Print the entries below word for word; the pictures stay out of your copy.

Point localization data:
○ ○ ○ ○ ○ ○ ○

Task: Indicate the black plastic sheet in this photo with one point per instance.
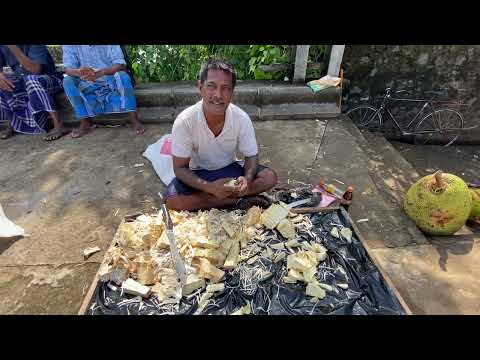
(346, 262)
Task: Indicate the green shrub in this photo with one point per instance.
(154, 63)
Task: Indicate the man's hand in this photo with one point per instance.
(89, 74)
(5, 83)
(218, 189)
(242, 189)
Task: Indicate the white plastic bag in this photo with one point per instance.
(160, 155)
(8, 228)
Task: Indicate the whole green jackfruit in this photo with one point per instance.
(439, 203)
(475, 213)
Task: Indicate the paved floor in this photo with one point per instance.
(72, 194)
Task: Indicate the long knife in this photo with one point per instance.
(177, 260)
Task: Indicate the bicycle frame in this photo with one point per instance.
(384, 108)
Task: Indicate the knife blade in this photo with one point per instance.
(177, 259)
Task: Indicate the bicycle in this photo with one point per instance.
(437, 125)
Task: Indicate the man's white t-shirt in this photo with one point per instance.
(192, 138)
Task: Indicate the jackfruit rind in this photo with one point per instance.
(475, 212)
(439, 209)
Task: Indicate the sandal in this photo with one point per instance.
(56, 134)
(7, 134)
(79, 132)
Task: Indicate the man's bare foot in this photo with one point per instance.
(82, 130)
(56, 134)
(7, 133)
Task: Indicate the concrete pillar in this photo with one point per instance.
(336, 57)
(301, 59)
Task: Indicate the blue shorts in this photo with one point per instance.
(234, 170)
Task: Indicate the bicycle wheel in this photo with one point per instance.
(365, 116)
(440, 127)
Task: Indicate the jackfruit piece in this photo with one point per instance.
(315, 291)
(133, 287)
(334, 232)
(273, 215)
(232, 257)
(279, 256)
(292, 243)
(204, 242)
(326, 286)
(208, 271)
(216, 287)
(300, 261)
(347, 234)
(252, 260)
(252, 216)
(286, 228)
(202, 303)
(289, 280)
(211, 255)
(227, 227)
(309, 274)
(278, 246)
(162, 242)
(295, 274)
(193, 283)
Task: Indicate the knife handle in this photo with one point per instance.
(166, 216)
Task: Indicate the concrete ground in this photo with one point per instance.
(72, 194)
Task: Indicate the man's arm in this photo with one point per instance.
(250, 167)
(183, 173)
(29, 65)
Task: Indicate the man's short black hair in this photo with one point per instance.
(217, 64)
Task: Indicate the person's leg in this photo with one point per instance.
(70, 85)
(40, 90)
(127, 99)
(8, 133)
(137, 125)
(6, 114)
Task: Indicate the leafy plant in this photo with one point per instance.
(155, 63)
(267, 55)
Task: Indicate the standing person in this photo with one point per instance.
(205, 141)
(97, 83)
(26, 96)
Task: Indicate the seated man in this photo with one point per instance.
(97, 83)
(26, 96)
(205, 140)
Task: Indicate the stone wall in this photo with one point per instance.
(417, 68)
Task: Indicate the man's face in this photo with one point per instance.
(216, 91)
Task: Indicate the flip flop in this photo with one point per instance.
(79, 132)
(7, 134)
(56, 134)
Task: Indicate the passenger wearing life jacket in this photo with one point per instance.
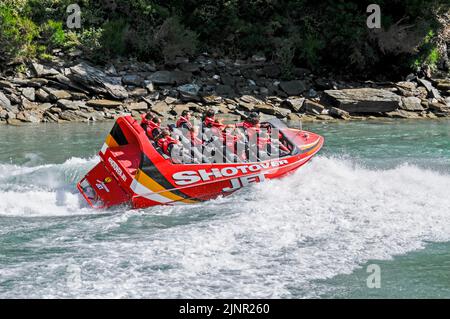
(184, 120)
(152, 125)
(266, 146)
(166, 142)
(210, 121)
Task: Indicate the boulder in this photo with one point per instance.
(161, 108)
(69, 105)
(170, 77)
(224, 90)
(97, 81)
(283, 112)
(6, 85)
(27, 104)
(311, 107)
(295, 87)
(438, 107)
(189, 92)
(405, 85)
(70, 115)
(42, 96)
(364, 100)
(42, 70)
(443, 84)
(265, 108)
(412, 103)
(136, 106)
(271, 71)
(338, 113)
(56, 95)
(4, 101)
(432, 91)
(51, 117)
(177, 109)
(189, 67)
(138, 92)
(29, 93)
(31, 117)
(103, 103)
(132, 79)
(295, 104)
(402, 114)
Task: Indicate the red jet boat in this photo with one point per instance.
(133, 171)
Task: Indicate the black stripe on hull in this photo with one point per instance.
(118, 135)
(152, 171)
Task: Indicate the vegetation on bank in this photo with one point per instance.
(329, 35)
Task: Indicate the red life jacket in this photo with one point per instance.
(263, 142)
(182, 120)
(195, 140)
(247, 125)
(165, 143)
(151, 126)
(211, 122)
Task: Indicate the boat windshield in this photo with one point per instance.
(267, 142)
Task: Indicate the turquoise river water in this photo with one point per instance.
(377, 193)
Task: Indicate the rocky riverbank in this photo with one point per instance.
(64, 91)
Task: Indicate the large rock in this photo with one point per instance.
(97, 81)
(314, 108)
(412, 103)
(42, 70)
(56, 95)
(132, 79)
(364, 100)
(189, 92)
(295, 104)
(161, 108)
(140, 106)
(70, 105)
(102, 103)
(170, 77)
(31, 117)
(4, 101)
(29, 93)
(295, 87)
(42, 95)
(338, 113)
(265, 108)
(27, 104)
(432, 91)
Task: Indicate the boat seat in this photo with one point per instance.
(129, 156)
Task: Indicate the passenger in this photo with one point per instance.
(184, 120)
(210, 121)
(153, 127)
(268, 146)
(145, 118)
(166, 142)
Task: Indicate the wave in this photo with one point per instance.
(272, 240)
(42, 190)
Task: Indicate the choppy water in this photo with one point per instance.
(378, 193)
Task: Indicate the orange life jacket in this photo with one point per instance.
(182, 120)
(165, 144)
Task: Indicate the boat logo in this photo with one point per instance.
(191, 177)
(117, 169)
(101, 185)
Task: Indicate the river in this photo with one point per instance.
(377, 193)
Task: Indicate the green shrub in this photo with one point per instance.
(17, 34)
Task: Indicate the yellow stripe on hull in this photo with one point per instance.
(110, 141)
(153, 186)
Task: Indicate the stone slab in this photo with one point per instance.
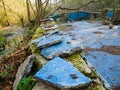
(62, 74)
(107, 65)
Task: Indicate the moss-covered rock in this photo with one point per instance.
(95, 87)
(81, 65)
(38, 33)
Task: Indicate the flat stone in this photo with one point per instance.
(47, 40)
(23, 70)
(42, 86)
(107, 65)
(62, 74)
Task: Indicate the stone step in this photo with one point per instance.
(62, 74)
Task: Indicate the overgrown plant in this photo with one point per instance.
(26, 83)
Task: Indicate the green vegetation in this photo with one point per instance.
(4, 74)
(2, 39)
(81, 65)
(26, 83)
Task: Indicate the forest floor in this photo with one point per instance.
(9, 63)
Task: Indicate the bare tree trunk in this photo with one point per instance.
(5, 12)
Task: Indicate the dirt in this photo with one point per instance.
(10, 67)
(66, 27)
(115, 50)
(98, 32)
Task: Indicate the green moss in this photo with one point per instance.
(81, 65)
(78, 62)
(26, 83)
(2, 39)
(38, 33)
(95, 87)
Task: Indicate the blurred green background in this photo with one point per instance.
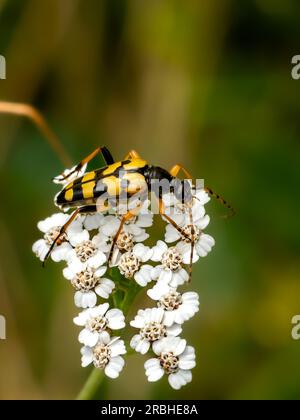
(204, 83)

○ ○ ○ ○ ○ ○ ○

Output below:
Task: Indicate the black plastic sheet in this photo with one point per instance.
(346, 262)
Task: Indicate the green shrub in this photo with one point per instance.
(154, 63)
Task: Indicate the man's hand in this photo with one point per instance.
(89, 74)
(5, 83)
(218, 189)
(242, 189)
Task: Indicate the white plastic bag in this photo with one point per instance.
(160, 155)
(8, 228)
Task: Indicate the whole green jackfruit in this photo with one point per instance.
(439, 203)
(475, 213)
Task: Indicate the paved floor in this photo with one point per instance.
(72, 194)
Task: Indicate the long knife in this photo with one point per instance.
(177, 260)
Task: Indicate the bicycle frame in this photo with one point per instance.
(384, 108)
Task: Indicate the knife blade in this photo with one point per instance.
(177, 259)
Task: Indicate the bicycle in this photo with one point per instance.
(437, 125)
Task: Indicate the man's white t-shirt in this photo with one point per instance.
(192, 138)
Task: Indicate the jackfruit rind in this photo with one point per instance.
(475, 212)
(439, 209)
Task: Indicate the sandal in this photo with one point per instance.
(56, 134)
(7, 134)
(79, 132)
Task: Indicate the man's bare foot in this photo with one point per instance.
(82, 130)
(56, 134)
(7, 133)
Task: Indicate the concrete pillar in this photo with one point per instance.
(336, 57)
(301, 59)
Task: Indicate the blue shorts in this photo with one point per instance.
(234, 170)
Task: Indicate the bicycle wheel in this photo with one point per instance.
(365, 116)
(440, 127)
Task: Indicate the jackfruit piece in this photo with one point per instance.
(315, 291)
(133, 287)
(334, 232)
(273, 215)
(232, 257)
(279, 256)
(292, 243)
(204, 242)
(326, 286)
(208, 271)
(216, 287)
(300, 261)
(347, 234)
(252, 260)
(252, 216)
(286, 228)
(202, 303)
(289, 280)
(211, 255)
(227, 227)
(309, 274)
(278, 246)
(162, 242)
(295, 274)
(193, 283)
Task: Indicate the knife handle in this photo with one point per instance.
(166, 216)
Task: Indicate the concrete ground in this photo with one point per instance.
(72, 194)
Task: Indicate the man's arm in this photo with one point per instance.
(250, 167)
(183, 173)
(29, 65)
Task: Indicate the man's short black hair in this photo with one point per instance.
(217, 64)
Task: Indicate the person's leg in this photo with one point per instance.
(70, 85)
(40, 90)
(127, 99)
(8, 133)
(137, 125)
(6, 114)
Task: Indicate the leafy plant in this photo with one point per instance.
(155, 63)
(267, 55)
Task: Indicate the standing person in this photo with one point per instance.
(205, 141)
(97, 83)
(26, 96)
Task: Indicate the seated man in this photo with one point per instance.
(97, 83)
(26, 96)
(205, 140)
Task: Indicate the stone wall in this photo with one point per instance.
(417, 68)
Task: Indicate the man's face in this photo with one point per instance.
(216, 91)
Task: Indicate the flip flop in this photo with one point per instance.
(79, 132)
(7, 134)
(56, 134)
Task: Indicate the passenger wearing life jacket in this photo with one point per instance.
(184, 120)
(152, 125)
(266, 146)
(166, 142)
(210, 121)
Task: Indicate the boulder in this photo with one point per instance.
(161, 108)
(69, 105)
(170, 77)
(224, 90)
(97, 81)
(283, 112)
(6, 85)
(27, 104)
(311, 107)
(295, 87)
(438, 107)
(189, 92)
(405, 85)
(70, 115)
(42, 96)
(364, 100)
(42, 70)
(443, 84)
(265, 108)
(412, 103)
(136, 106)
(271, 71)
(338, 113)
(56, 95)
(4, 101)
(432, 91)
(51, 117)
(177, 109)
(189, 67)
(138, 92)
(29, 93)
(31, 117)
(103, 103)
(132, 79)
(295, 104)
(402, 114)
Task: Indicate the red jet boat in this photo with one point per instance.
(133, 171)
Task: Indicate the black stripe on hull in this photo with one point per instance.
(118, 135)
(152, 171)
Task: Indicate the vegetation on bank in this photo with one point per instance.
(329, 35)
Task: Indicate the red life jacket in this photo with one point per instance.
(263, 142)
(182, 120)
(195, 140)
(247, 125)
(165, 143)
(151, 126)
(211, 122)
Task: Indicate the boat windshield in this photo with one point per instance.
(267, 142)
Task: Indicate the turquoise river water in this photo with one point per instance.
(377, 193)
Task: Indicate the rocky riverbank in this photo with one point per instance.
(64, 91)
Task: Indicate the large rock in this photo with one point per instance.
(97, 81)
(314, 108)
(412, 103)
(42, 70)
(56, 95)
(132, 79)
(364, 100)
(189, 92)
(295, 104)
(161, 108)
(140, 106)
(70, 105)
(102, 103)
(170, 77)
(31, 117)
(4, 101)
(29, 93)
(295, 87)
(42, 95)
(338, 113)
(265, 108)
(27, 104)
(432, 91)
Task: Indicate the boat seat in this photo with one point per instance.
(129, 156)
Task: Indicate the passenger in this photo with one point per instance.
(184, 120)
(210, 121)
(153, 127)
(268, 146)
(145, 118)
(166, 142)
Task: Indicate the wave in this photo with one point per instance.
(272, 240)
(42, 190)
Task: Indicate the choppy water in this photo with one point per instance.
(378, 193)
Task: Indicate the orange life jacket in this photo with one point per instance.
(182, 120)
(165, 144)
Task: Indicate the boat logo in this photo with one point per instance.
(191, 177)
(117, 169)
(101, 185)
Task: Indicate the river in this photo with one point per instance.
(377, 193)
Task: Indicate the green shrub in this photo with one point per instance.
(17, 34)
Task: Indicate the yellow stripe on hull in this photo with one point per instance.
(110, 141)
(153, 186)
Task: Indicate the stone slab in this photo with one point per instance.
(62, 74)
(107, 65)
Task: Indicate the moss-covered rock in this photo with one point per instance.
(95, 87)
(81, 65)
(38, 33)
Task: Indicate the flat stone in this photo with one point per instance.
(47, 40)
(23, 70)
(42, 86)
(107, 65)
(62, 74)
Task: Indicate the stone step in this photo with one point per instance.
(62, 74)
Task: Indicate the overgrown plant in this photo with one point per instance.
(26, 83)
Task: Indicate the green vegetation in this photo with one point per instance.
(4, 74)
(2, 39)
(81, 65)
(26, 83)
Task: Indicate the forest floor in this photo with one point per instance.
(9, 63)
Task: Indicate the bare tree trunk in this photo with one point per instance.
(5, 12)
Task: Indicate the dirt in this photo with one point per instance.
(10, 67)
(66, 27)
(115, 50)
(98, 32)
Task: Indicate the green moss in this photo with one point per instance.
(81, 65)
(78, 62)
(26, 83)
(2, 39)
(38, 33)
(95, 87)
Task: Indicate the blurred green background in this photo with one point per instance.
(204, 83)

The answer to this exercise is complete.